THE TASK: Print all entries precisely as they are written.

Data records:
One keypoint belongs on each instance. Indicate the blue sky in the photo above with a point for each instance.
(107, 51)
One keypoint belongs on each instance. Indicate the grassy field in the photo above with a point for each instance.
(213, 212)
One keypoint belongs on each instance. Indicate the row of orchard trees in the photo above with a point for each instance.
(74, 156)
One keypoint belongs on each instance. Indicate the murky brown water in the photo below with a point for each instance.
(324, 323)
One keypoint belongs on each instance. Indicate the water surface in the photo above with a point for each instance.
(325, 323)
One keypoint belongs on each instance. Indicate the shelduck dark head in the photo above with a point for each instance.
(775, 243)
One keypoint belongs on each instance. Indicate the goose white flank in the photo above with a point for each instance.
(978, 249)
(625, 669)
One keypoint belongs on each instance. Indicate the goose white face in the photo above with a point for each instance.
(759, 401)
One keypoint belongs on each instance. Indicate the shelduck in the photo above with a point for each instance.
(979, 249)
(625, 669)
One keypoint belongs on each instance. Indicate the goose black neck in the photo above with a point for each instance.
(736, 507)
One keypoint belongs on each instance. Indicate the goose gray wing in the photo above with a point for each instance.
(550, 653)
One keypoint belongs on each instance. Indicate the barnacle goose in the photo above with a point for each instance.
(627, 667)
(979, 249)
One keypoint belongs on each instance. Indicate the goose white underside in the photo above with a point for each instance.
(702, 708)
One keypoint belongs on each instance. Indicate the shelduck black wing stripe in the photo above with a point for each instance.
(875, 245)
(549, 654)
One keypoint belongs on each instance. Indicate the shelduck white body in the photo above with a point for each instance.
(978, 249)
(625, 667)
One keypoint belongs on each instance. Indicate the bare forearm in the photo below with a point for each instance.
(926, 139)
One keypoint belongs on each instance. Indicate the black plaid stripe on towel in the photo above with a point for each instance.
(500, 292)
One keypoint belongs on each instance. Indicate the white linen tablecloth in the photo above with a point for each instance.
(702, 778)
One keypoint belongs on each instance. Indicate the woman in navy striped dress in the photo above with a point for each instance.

OUTPUT OF THE TASK:
One keypoint belongs on each instance. Indicate the blue sky in the photo above with a point for each instance.
(107, 51)
One keypoint belongs on each instance. Indicate the grassy field in the photo above with a point for each instance.
(213, 212)
One keypoint belongs on each instance. Indicate the row of orchard trees in the photo above with a point for each instance.
(74, 156)
One keypoint belongs on each instance. Indicate the murky brown water in the photo below with a point for each instance.
(324, 323)
One keypoint belongs on each instance. Indicate the water surface in the photo above with a point for each instance.
(325, 323)
One keypoint belongs on each instance. Indicate the shelduck dark head in the photo above with a point for each instance.
(775, 243)
One keypoint belongs on each instance. Indicate the goose white flank in the photo above with a point for each instance.
(978, 249)
(625, 669)
One keypoint belongs on each instance. Indicate the goose white face in the photo above with a point for each instance.
(759, 401)
One keypoint belongs on each instance. Indicate the shelduck in the photo above with a point for each instance.
(979, 249)
(625, 669)
One keypoint belongs on each instance. Indicate the goose black neck in the photo above with a point for each instance.
(736, 507)
One keypoint belongs on each instance. Indicate the goose gray wing in the photo above with a point for each instance.
(550, 653)
One keypoint belongs on each instance. Indicate the barnacle goose in the photo above with a point for each instance.
(627, 667)
(979, 249)
One keypoint belongs on each instance. Indicate the goose white underside in the photo above with a point for each instance.
(702, 708)
One keypoint belongs on each instance. Indicate the shelduck black wing stripe in the photo above with a point for each instance.
(875, 245)
(549, 654)
One keypoint belongs on each instance. Indicate the shelduck white body in the photo above with a point for each instance.
(978, 249)
(625, 667)
One keypoint belongs on each instance. Indicate the bare forearm in the photo below with a point for each instance.
(926, 139)
One keypoint belongs on each instance. Indicate the black plaid stripe on towel in the photo above with a point for each instance.
(500, 292)
One keypoint belongs on each instance. Indicate the white linen tablecloth in the photo above with a point for each instance.
(702, 778)
One keypoint belongs on each instance. Indicate the woman in navy striped dress in the photo above with a point for each instance.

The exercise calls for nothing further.